YOUR INSTRUCTIONS - From the line with "TARGET = dog's muzzle" through the final line, transcribe the material below character for character; include no other lines.

TASK INPUTS -
_____
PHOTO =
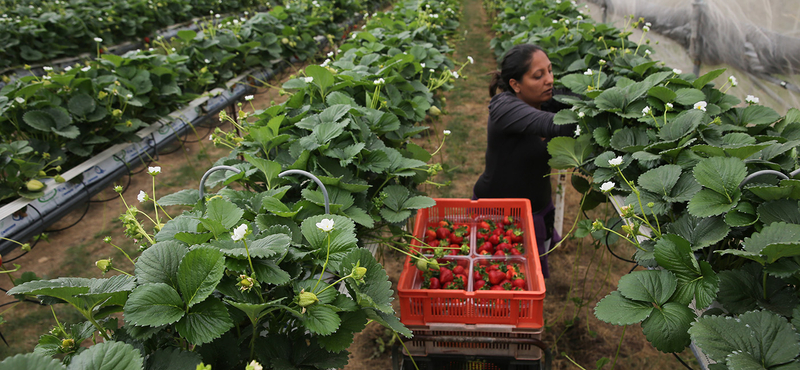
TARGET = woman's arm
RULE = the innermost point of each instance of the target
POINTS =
(513, 116)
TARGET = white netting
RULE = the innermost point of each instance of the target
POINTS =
(757, 40)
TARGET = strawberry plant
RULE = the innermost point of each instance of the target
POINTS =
(704, 182)
(254, 275)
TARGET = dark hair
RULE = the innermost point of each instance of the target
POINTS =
(514, 65)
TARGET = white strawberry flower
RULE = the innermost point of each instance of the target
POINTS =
(325, 225)
(239, 232)
(701, 105)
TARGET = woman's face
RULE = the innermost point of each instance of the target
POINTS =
(536, 86)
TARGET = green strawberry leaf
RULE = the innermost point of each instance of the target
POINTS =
(31, 361)
(159, 263)
(618, 310)
(667, 327)
(199, 273)
(654, 286)
(765, 337)
(108, 356)
(205, 321)
(154, 305)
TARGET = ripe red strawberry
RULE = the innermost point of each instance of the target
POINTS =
(445, 275)
(496, 277)
(443, 233)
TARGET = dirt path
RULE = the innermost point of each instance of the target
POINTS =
(582, 273)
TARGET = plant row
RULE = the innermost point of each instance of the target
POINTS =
(252, 276)
(703, 181)
(38, 31)
(50, 123)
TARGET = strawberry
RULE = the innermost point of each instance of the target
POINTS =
(430, 234)
(495, 277)
(443, 233)
(445, 275)
(433, 283)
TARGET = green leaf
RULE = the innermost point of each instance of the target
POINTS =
(765, 336)
(204, 322)
(173, 359)
(701, 81)
(187, 35)
(159, 263)
(667, 328)
(185, 197)
(567, 152)
(108, 356)
(744, 214)
(322, 76)
(342, 237)
(721, 174)
(81, 104)
(154, 305)
(224, 212)
(199, 273)
(682, 125)
(39, 120)
(689, 96)
(782, 210)
(352, 322)
(654, 286)
(376, 290)
(662, 93)
(320, 320)
(31, 361)
(696, 279)
(618, 310)
(707, 203)
(699, 232)
(660, 180)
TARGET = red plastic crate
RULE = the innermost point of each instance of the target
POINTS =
(516, 308)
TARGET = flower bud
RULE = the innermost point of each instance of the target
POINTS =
(306, 299)
(34, 185)
(359, 272)
(67, 344)
(104, 265)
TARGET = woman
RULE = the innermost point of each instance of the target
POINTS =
(520, 124)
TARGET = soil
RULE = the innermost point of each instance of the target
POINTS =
(581, 272)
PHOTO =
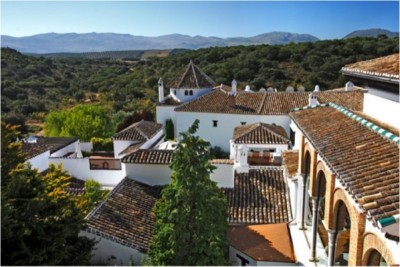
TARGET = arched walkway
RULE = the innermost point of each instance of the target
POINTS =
(375, 253)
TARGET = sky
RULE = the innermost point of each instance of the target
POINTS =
(323, 19)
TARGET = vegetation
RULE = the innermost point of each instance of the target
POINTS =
(40, 222)
(33, 86)
(191, 216)
(82, 121)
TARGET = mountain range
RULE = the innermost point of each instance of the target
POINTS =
(97, 42)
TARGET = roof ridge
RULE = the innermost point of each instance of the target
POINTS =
(272, 131)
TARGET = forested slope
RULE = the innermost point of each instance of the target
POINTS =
(31, 86)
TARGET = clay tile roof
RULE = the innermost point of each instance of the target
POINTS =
(383, 67)
(263, 103)
(126, 216)
(261, 196)
(260, 133)
(290, 159)
(192, 77)
(139, 131)
(265, 242)
(149, 156)
(44, 144)
(365, 162)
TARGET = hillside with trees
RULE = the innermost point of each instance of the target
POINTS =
(31, 87)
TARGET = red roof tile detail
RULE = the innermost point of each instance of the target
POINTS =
(192, 77)
(261, 196)
(139, 131)
(126, 216)
(261, 103)
(260, 133)
(365, 163)
(149, 156)
(387, 67)
(265, 242)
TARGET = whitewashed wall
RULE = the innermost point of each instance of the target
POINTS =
(151, 174)
(382, 109)
(80, 168)
(223, 175)
(40, 162)
(86, 146)
(65, 150)
(220, 136)
(105, 249)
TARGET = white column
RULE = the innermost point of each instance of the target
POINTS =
(331, 247)
(314, 228)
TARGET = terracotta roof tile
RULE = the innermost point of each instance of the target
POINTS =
(192, 77)
(261, 196)
(149, 156)
(221, 161)
(44, 144)
(265, 242)
(366, 163)
(260, 133)
(261, 103)
(126, 216)
(291, 161)
(385, 67)
(139, 131)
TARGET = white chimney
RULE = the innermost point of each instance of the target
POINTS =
(312, 99)
(234, 87)
(349, 86)
(247, 88)
(160, 90)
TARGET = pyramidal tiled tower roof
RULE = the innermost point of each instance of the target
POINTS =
(192, 77)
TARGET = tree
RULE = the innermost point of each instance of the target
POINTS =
(40, 221)
(191, 216)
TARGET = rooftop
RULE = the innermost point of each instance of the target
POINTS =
(261, 196)
(44, 144)
(264, 242)
(381, 68)
(126, 216)
(264, 103)
(149, 156)
(260, 133)
(192, 77)
(139, 131)
(290, 159)
(365, 161)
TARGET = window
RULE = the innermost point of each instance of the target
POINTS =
(292, 136)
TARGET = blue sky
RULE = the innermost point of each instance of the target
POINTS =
(325, 20)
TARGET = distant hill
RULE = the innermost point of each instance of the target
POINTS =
(129, 55)
(371, 33)
(98, 42)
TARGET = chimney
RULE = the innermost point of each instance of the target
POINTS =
(312, 99)
(247, 89)
(234, 87)
(349, 86)
(160, 90)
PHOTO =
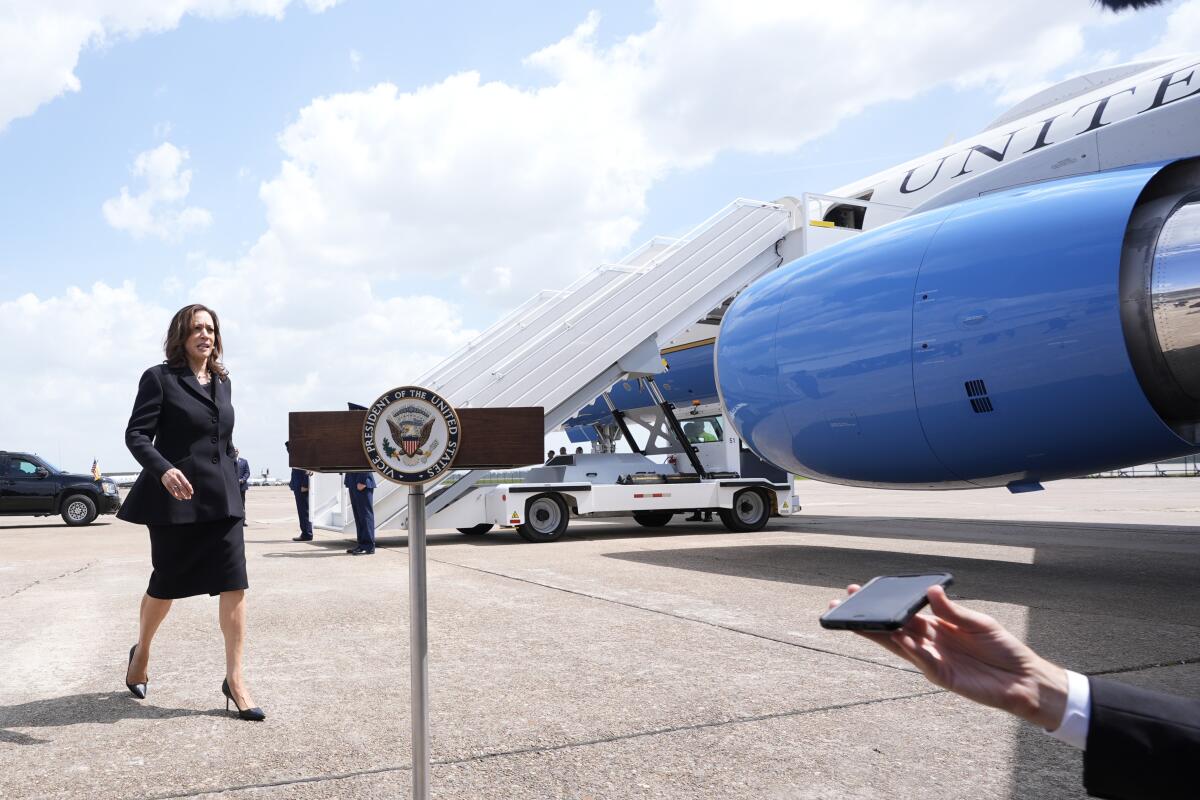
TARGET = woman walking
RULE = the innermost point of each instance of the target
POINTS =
(187, 494)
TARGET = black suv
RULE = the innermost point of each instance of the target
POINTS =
(33, 487)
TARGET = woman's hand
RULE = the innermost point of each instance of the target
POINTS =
(973, 655)
(177, 483)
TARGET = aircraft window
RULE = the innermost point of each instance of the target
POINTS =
(844, 215)
(701, 431)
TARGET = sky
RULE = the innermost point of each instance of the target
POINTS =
(359, 187)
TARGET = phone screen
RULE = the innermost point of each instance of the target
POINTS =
(885, 603)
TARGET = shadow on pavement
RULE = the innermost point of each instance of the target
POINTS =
(31, 525)
(105, 708)
(1071, 578)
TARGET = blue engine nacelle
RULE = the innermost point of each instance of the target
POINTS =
(1039, 332)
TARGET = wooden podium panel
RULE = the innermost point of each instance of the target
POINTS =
(492, 438)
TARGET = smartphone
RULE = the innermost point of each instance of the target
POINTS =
(885, 603)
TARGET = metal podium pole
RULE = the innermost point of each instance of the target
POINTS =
(419, 642)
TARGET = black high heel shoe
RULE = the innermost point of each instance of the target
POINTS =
(251, 715)
(137, 690)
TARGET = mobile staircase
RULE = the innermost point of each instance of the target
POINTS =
(562, 349)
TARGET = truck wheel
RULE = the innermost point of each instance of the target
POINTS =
(78, 510)
(750, 511)
(546, 517)
(653, 518)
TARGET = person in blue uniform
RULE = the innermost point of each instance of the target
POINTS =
(299, 486)
(361, 486)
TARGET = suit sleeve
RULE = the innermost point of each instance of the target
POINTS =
(143, 425)
(1140, 744)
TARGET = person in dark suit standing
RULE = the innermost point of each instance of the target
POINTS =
(361, 486)
(243, 475)
(299, 486)
(187, 495)
(1137, 743)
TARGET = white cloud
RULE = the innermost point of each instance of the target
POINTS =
(41, 40)
(157, 210)
(1182, 34)
(508, 190)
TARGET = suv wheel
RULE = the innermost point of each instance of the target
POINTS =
(78, 510)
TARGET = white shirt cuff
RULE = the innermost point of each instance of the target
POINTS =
(1075, 719)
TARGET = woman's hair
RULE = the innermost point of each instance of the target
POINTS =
(181, 328)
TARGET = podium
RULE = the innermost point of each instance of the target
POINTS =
(413, 435)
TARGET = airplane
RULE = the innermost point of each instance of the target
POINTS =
(1019, 307)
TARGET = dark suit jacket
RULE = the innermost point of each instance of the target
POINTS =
(175, 422)
(353, 480)
(1141, 744)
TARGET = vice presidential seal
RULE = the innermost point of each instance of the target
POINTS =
(411, 434)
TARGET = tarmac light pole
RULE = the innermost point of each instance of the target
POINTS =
(419, 642)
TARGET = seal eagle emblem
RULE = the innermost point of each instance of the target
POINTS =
(411, 434)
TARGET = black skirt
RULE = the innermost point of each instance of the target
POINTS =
(199, 558)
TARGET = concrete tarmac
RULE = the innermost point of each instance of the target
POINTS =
(618, 662)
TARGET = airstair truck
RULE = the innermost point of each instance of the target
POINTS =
(575, 348)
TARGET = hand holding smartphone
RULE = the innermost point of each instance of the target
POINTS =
(885, 603)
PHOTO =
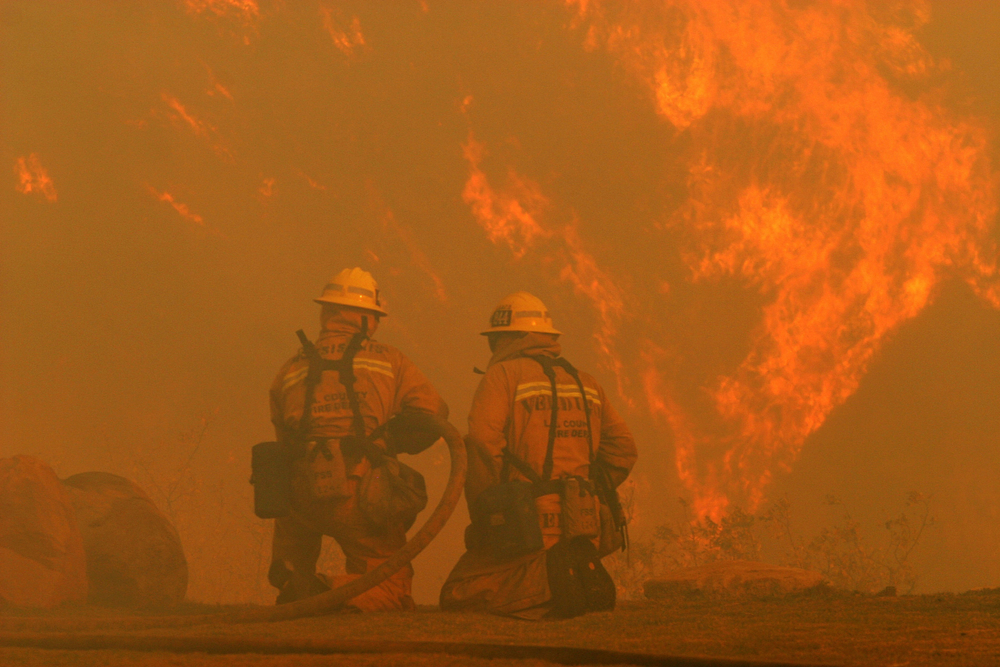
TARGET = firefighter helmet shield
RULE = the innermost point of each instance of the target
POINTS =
(521, 311)
(353, 287)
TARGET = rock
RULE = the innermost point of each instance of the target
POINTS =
(735, 578)
(42, 561)
(134, 555)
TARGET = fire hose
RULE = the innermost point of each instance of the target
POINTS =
(324, 602)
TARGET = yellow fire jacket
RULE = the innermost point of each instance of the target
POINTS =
(387, 383)
(512, 408)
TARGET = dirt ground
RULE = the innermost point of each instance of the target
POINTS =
(962, 629)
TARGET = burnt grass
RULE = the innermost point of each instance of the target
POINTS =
(831, 628)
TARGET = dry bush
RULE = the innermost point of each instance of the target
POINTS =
(227, 547)
(850, 557)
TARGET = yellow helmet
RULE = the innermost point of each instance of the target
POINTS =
(521, 311)
(353, 287)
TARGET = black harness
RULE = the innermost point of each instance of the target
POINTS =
(344, 367)
(544, 484)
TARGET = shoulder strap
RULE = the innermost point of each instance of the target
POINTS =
(548, 369)
(568, 367)
(345, 372)
(312, 379)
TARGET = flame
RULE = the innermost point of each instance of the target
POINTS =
(200, 128)
(405, 234)
(184, 211)
(315, 185)
(204, 130)
(246, 10)
(32, 177)
(512, 216)
(817, 182)
(347, 40)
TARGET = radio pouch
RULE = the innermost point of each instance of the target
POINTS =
(505, 521)
(327, 477)
(580, 509)
(271, 479)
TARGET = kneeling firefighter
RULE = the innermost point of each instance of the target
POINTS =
(339, 409)
(546, 455)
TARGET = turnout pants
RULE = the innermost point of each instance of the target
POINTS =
(298, 541)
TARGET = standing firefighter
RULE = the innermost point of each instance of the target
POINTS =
(339, 410)
(542, 478)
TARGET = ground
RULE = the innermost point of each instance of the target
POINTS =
(950, 629)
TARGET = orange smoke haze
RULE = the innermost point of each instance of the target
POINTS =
(755, 223)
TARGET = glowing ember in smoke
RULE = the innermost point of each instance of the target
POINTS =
(817, 182)
(180, 116)
(512, 216)
(346, 39)
(509, 216)
(200, 128)
(177, 206)
(312, 183)
(417, 255)
(32, 177)
(216, 88)
(245, 9)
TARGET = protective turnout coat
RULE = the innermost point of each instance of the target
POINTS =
(387, 383)
(511, 409)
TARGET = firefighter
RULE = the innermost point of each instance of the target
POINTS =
(542, 478)
(345, 483)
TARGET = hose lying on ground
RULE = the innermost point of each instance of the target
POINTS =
(316, 605)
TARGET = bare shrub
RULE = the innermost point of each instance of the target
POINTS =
(849, 556)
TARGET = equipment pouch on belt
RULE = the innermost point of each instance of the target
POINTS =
(580, 509)
(272, 480)
(505, 521)
(391, 491)
(325, 469)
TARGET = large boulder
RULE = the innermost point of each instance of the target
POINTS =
(735, 578)
(42, 561)
(134, 555)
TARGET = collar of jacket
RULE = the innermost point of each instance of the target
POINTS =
(343, 323)
(532, 345)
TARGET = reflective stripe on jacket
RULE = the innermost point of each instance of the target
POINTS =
(512, 408)
(387, 382)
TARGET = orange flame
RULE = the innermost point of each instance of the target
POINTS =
(32, 177)
(247, 10)
(512, 216)
(200, 128)
(509, 216)
(817, 182)
(180, 116)
(347, 40)
(405, 234)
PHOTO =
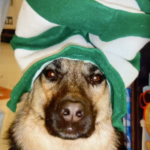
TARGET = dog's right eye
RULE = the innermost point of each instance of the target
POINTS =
(50, 74)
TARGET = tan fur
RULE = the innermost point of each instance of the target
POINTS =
(30, 131)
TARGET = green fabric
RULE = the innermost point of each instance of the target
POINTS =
(136, 61)
(93, 17)
(144, 5)
(118, 92)
(51, 37)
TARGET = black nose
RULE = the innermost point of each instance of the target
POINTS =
(72, 111)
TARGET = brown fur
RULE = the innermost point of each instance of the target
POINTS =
(28, 130)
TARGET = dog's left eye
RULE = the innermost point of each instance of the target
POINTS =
(50, 74)
(96, 78)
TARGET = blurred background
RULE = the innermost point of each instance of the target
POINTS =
(10, 72)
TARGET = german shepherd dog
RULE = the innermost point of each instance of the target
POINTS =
(68, 108)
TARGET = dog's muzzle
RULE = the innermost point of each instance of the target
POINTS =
(70, 119)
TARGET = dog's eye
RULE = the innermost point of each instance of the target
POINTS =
(96, 78)
(50, 74)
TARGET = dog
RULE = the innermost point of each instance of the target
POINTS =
(68, 108)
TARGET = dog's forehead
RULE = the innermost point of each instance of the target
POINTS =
(66, 65)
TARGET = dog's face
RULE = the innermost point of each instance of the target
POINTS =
(72, 89)
(69, 101)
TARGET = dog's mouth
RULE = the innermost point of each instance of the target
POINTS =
(70, 120)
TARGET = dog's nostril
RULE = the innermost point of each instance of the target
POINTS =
(72, 111)
(66, 112)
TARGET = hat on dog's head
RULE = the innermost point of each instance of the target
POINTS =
(108, 33)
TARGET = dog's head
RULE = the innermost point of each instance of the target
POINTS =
(71, 97)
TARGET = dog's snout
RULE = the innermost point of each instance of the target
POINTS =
(72, 111)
_____
SOLUTION -
TARGET = dog's muzzle
RULE = the innermost point of each instance of the target
POINTS =
(70, 119)
TARGET = dog's eye
RULE = the innermost point of each instance of the target
POINTS =
(96, 78)
(50, 74)
TARGET = dog
RULE = the innermost point of each instance of the target
POINTS =
(68, 108)
TARGET = dog's forehead
RULE = the innermost point of each instance of the target
POINTS =
(66, 65)
TARGET = dog's face
RULE = the innermost point of each instance of the target
POINTS =
(72, 89)
(69, 101)
TARGET = dog's mouth
RULE = the innermost point of each instance of the target
POINTS =
(70, 120)
TARGET = dog's nostril
RULE = the innermost point of each instance of the target
POINTS =
(72, 111)
(66, 112)
TARGET = hat on dog's head
RULE = the innermost point of each instance of the target
POINTS =
(108, 33)
TARGET = dog's head
RULE = the innermost point of each instance of the target
POINTS =
(71, 97)
TARGET = dog's snout
RULE = the innermost point of each instance of the target
POINTS =
(72, 111)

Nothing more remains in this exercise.